Data in this exercise
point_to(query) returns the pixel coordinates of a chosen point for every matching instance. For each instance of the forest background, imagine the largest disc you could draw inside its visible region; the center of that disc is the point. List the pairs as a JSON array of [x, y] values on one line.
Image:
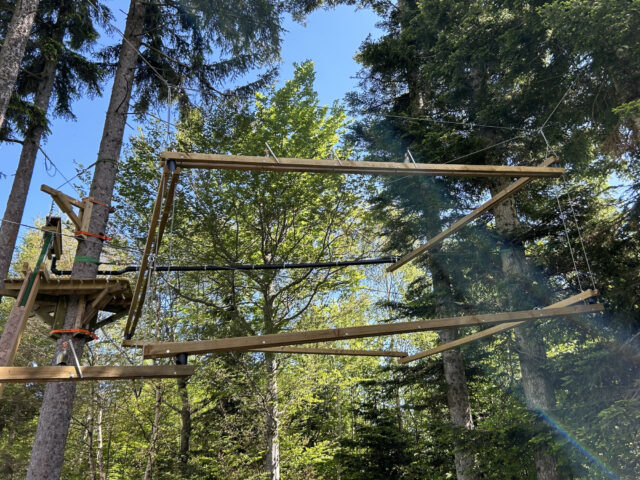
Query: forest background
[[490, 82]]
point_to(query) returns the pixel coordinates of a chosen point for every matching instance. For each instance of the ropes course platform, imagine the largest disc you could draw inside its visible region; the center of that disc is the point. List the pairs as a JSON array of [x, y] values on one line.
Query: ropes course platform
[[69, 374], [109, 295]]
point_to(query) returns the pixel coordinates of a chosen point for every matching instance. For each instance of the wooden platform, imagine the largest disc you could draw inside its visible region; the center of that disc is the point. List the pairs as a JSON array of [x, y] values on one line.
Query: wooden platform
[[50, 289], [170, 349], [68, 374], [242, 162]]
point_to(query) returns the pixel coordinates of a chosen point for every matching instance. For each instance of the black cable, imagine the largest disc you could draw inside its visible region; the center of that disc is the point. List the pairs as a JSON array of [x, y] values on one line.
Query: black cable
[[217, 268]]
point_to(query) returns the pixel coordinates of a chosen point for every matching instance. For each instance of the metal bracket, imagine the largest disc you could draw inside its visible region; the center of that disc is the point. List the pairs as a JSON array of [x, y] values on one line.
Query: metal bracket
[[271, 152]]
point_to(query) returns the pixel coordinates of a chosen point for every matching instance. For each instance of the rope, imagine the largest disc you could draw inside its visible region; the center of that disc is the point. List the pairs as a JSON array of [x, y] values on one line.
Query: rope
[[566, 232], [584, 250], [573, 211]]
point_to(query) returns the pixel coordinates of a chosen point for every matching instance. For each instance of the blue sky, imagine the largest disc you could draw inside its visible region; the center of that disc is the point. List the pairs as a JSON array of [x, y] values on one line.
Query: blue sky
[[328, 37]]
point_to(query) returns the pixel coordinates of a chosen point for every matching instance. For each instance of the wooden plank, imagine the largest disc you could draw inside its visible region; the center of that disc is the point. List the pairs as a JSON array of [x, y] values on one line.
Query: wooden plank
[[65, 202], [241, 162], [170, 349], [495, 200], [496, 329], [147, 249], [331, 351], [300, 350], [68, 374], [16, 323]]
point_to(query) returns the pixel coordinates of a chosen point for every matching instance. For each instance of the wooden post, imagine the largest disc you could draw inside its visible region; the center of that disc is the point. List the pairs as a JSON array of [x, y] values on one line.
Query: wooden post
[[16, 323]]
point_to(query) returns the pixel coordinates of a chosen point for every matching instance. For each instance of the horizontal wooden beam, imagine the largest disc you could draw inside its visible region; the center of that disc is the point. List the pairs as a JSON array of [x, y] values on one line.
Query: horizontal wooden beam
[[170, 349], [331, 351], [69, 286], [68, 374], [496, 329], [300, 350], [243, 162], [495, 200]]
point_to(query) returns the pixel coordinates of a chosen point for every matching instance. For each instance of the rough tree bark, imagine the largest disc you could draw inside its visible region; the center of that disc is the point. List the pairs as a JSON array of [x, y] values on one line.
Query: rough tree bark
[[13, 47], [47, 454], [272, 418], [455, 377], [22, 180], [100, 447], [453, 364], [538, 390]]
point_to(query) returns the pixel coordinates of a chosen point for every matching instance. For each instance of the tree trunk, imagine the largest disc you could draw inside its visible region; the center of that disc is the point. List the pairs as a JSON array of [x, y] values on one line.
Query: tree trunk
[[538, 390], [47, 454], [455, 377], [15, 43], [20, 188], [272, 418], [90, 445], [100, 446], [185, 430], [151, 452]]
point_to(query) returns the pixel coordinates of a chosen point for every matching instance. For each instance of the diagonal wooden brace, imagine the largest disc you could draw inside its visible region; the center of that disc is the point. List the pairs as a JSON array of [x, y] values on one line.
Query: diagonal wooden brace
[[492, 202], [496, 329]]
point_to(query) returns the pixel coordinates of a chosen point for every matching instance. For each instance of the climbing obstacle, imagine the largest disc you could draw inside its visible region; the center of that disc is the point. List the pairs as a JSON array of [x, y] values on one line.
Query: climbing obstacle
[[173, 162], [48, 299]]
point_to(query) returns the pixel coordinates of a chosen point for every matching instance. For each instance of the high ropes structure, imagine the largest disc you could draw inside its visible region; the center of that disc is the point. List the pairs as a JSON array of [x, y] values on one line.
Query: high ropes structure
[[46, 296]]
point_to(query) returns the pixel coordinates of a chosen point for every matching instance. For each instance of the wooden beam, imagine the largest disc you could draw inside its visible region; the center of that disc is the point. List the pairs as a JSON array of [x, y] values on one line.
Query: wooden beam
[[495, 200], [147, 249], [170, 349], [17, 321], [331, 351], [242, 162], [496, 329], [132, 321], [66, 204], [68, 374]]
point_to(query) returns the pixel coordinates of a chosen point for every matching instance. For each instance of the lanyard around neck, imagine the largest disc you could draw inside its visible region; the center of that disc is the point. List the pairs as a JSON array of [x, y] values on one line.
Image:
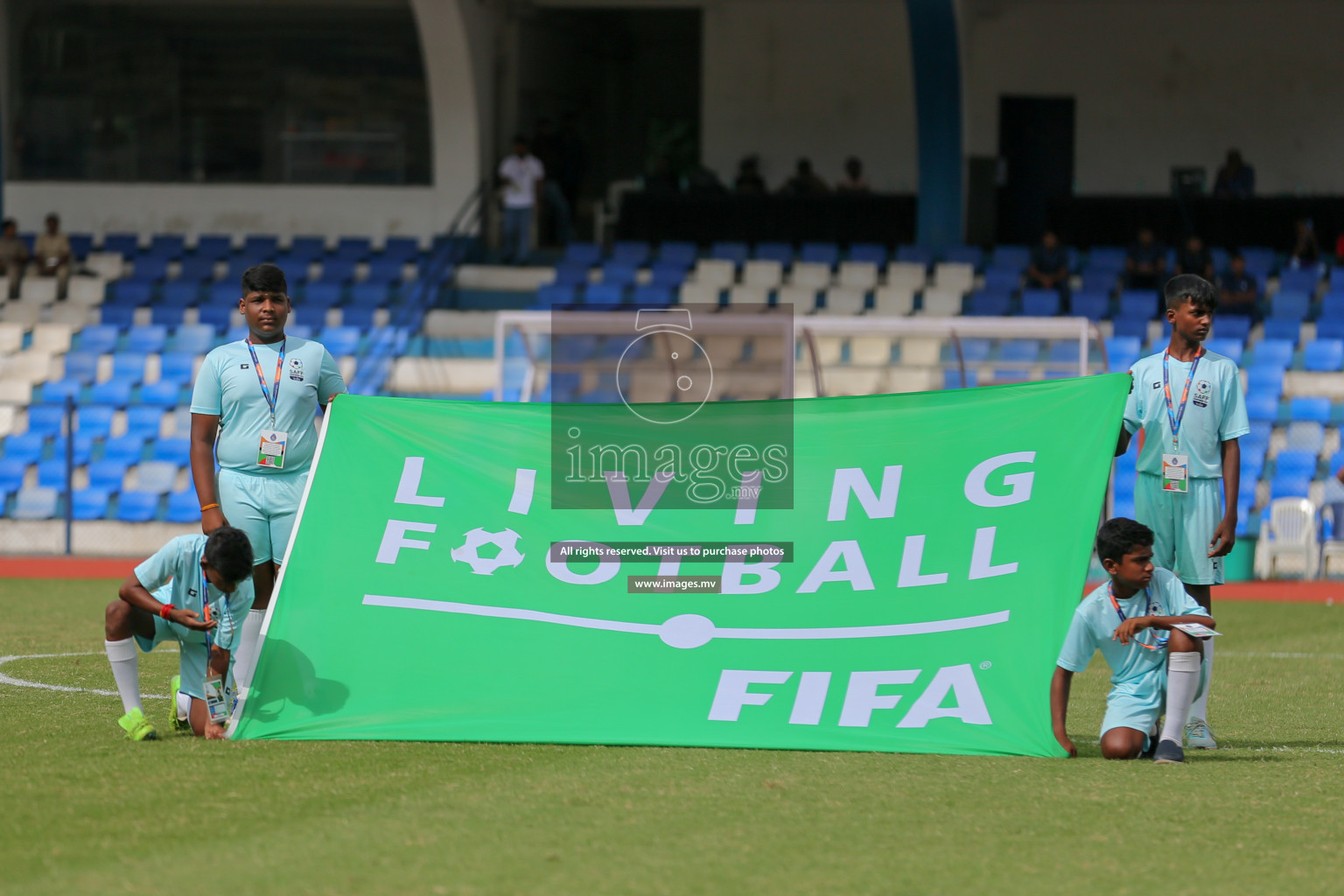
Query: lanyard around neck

Task requirements
Render the whole listing above as a numbered list, dropping blank lines and leaving the pictures out of your answer.

Response to the exercise
1. point_to(query) returns the pixel coordinates of a chosen point for every matching instance. For each instance of the forest background, imagine the largest disc you could draw inside its visible region; the center of that disc is the point. List the pairs as a JSON array of [x, y] values on one line.
2. Image:
3. Query: forest background
4. [[490, 82]]
5. point_to(query) returns the pixel coordinates of a chosen point for every matching instance. For each instance of the ropes course platform, imagine the largest disc you could draw inside its visible region; the center of that disc is the point. List the pairs as a JSON array of [x, y] values on one line.
6. Query: ropes course platform
7. [[69, 374], [109, 295]]
8. point_to(query) returns the pixel coordinates of a chosen point for every matching instance. For each instance of the wooden platform, imagine the largest disc you could draw inside its visible region; the center of that disc is the point. List the pairs as a JSON array of [x, y] values on one line.
9. Query: wooden platform
10. [[50, 289], [170, 349], [68, 374], [242, 162]]
11. point_to(query) returns the pixel coordinates of a chosen point for every matching instance. For each instance of the black cable, imagine the largest disc you could draw inside its visible region; the center of that disc is the point. List the pairs as a JSON array of [x, y] values on one line.
12. Query: black cable
13. [[217, 268]]
14. point_to(query) returns the pixel coordinates of a chosen point for every matching instance. For each instance of the metal bracket, imagine the largest disc you could draw inside its visible region; the center of that disc is the point. List the pairs as a JSON array of [x, y] values on one line.
15. Query: metal bracket
16. [[271, 152]]
17. point_to(query) returns the pixel coordinates of a chosen point for every matching instance. For each instance of the rope, imagine the largest disc you could draw inside its visible region; the center of that disc is the point. List the pairs as a JSON array of [x, y] values on one line.
18. Query: rope
19. [[566, 232], [584, 250], [573, 211]]
20. point_to(query) returns the pixel coordinates of a chosen point for every matching instance. For each instance of the blue sky, imagine the largest disc you could draw inside its visible region; the center of that disc is the point. List the pairs as a JSON array of [x, y] values on one line.
21. Query: blue sky
22. [[328, 37]]
23. point_to(query) returns the pixel coordinates of a chosen point for every matching instance. For each instance of the wooden plank, imagine the largest disc you could draw inside its visible region; the center of that disc is the point. List the pairs as a JSON array of [x, y] values on one line.
24. Query: wooden plank
25. [[65, 202], [241, 162], [170, 349], [495, 200], [496, 329], [147, 249], [331, 351], [300, 350], [68, 374], [16, 323]]
26. point_to(query) returns the pixel coordinates of a chosen point for every matching instance. For each instance of the wooden post, imagine the largest disc you could draw inside its visible region; the center of that disc is the point. List the pairs as a JSON array of [x, y] values on one line.
27. Query: wooden post
28. [[16, 323]]
29. point_to(query) returns the pixel coordinates of a chosen point for every matching instance. For each instance of the horizontal wooden beam, imagine the largest disc you could draw inside its visible region; the center of that disc is the point. List the pairs as a JSON array of [x, y] values on one line.
30. Query: horizontal wooden beam
31. [[170, 349], [331, 351], [69, 286], [68, 374], [496, 329], [300, 350], [243, 162], [495, 200]]
32. point_to(query) returns the pixel coordinates of a chosen point for every matching instance. For each instance of the rough tree bark, imagine the largest disc you could draw inside its visible region; the center of that disc is the point. List the pairs as a JSON array of [x, y] values on one line.
33. Query: rough tree bark
34. [[13, 47], [47, 454], [272, 418], [455, 377], [22, 180], [100, 447], [453, 364], [538, 390]]
35. point_to(query) returns the pixel coordinates of a chosen point for every matching instance. For each instance of the tree trunk, imagine the largest disc you could draw inside its visible region; the center of that disc is the point. List the pairs as a JSON array of [x, y] values on one line.
36. Query: tree trunk
37. [[538, 390], [47, 454], [455, 377], [15, 43], [20, 188], [272, 418], [90, 445], [100, 446], [185, 430], [151, 452]]
38. point_to(query) returns the pixel coordinates of a chosen point for every matching instance. For each instance of the diagonal wooden brace, imagine the largest disc you could draw inside its visible region; the center of that disc is the point. List the pairs as a JSON array of [x, y] values on one line.
39. Query: diagonal wooden brace
40. [[492, 202], [496, 329]]
41. point_to(query) returns the pixel coordinates of a chosen point for every matching instance. For each instance of the climbing obstacle, imagine the largest disc you could draw inside its visible region; the center of that disc is the point. List the pairs as a JSON array of [x, y] values on one line.
42. Query: climbing obstacle
43. [[173, 162], [48, 299]]
44. point_to(query) returns the pixel coordinates of a chosen point for every matching instance. For each instance of the high ropes structure, imagine the largest disc you could draw inside its visible region; the center of that disc is the point. List the pairs as a JSON array of [x, y] values on one line.
45. Query: high ropes structure
46. [[46, 296]]
47. point_to(query) returns the pixel coordinates of a chosen point for every matching instance. For each instance of the wooden beam, imagine the largest disc you could draw inside its visible region; the center of that disc is the point. List the pairs as a JSON array of [x, y] values on one line.
48. Query: wooden beam
49. [[495, 200], [147, 249], [170, 349], [17, 321], [331, 351], [242, 162], [496, 329], [132, 321], [66, 204], [68, 374]]
50. point_to(query) returns the pixel coordinates of a chosen point for every matching instance. For each instance of the lanyard around neck, imagine the largest disc you could draw inside its visible region; the center of that disc is the point. List the pairs as a JSON array of [x, y] values on one line.
51. Image:
52. Query: lanyard around neck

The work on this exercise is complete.